Which lines in the items below contain the string "stabilizer"? Pull out each of those lines and copy it in full.

* Begin Given information *

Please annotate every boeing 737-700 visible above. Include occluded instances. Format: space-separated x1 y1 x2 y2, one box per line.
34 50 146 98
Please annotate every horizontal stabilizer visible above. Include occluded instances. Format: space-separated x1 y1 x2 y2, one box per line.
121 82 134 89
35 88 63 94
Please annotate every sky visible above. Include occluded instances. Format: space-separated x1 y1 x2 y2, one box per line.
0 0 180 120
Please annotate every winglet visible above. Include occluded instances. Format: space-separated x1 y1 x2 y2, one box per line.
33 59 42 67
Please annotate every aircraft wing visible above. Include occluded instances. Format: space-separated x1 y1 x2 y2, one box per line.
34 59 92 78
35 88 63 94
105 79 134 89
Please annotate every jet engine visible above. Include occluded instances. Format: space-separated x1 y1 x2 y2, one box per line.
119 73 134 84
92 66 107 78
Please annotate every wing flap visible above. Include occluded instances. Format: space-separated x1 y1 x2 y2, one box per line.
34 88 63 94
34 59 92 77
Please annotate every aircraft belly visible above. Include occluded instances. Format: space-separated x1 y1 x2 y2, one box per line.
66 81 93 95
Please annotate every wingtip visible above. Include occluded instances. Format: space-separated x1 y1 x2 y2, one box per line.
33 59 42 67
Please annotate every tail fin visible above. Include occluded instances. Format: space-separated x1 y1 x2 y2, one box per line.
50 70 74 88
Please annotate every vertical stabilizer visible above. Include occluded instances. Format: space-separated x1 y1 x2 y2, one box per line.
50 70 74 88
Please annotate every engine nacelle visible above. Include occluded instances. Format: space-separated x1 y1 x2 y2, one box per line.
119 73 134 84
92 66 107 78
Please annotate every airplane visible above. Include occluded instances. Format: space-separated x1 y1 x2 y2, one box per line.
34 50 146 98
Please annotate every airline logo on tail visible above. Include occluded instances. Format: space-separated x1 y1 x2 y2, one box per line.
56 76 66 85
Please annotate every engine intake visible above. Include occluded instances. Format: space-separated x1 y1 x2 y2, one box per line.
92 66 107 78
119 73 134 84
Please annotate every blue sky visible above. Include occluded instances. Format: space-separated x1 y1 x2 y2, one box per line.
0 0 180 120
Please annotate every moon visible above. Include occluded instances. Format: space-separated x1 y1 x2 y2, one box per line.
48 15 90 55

* End Given information *

:: Answer to the problem ::
Please annotate every horizontal stabilizer visible above. Include occluded instances. Format: space-separated x1 y1 x2 y2, one box per line.
Please annotate every vertical stabilizer visible above. Include occluded instances. Format: space-separated x1 y1 x2 y2, one box per line.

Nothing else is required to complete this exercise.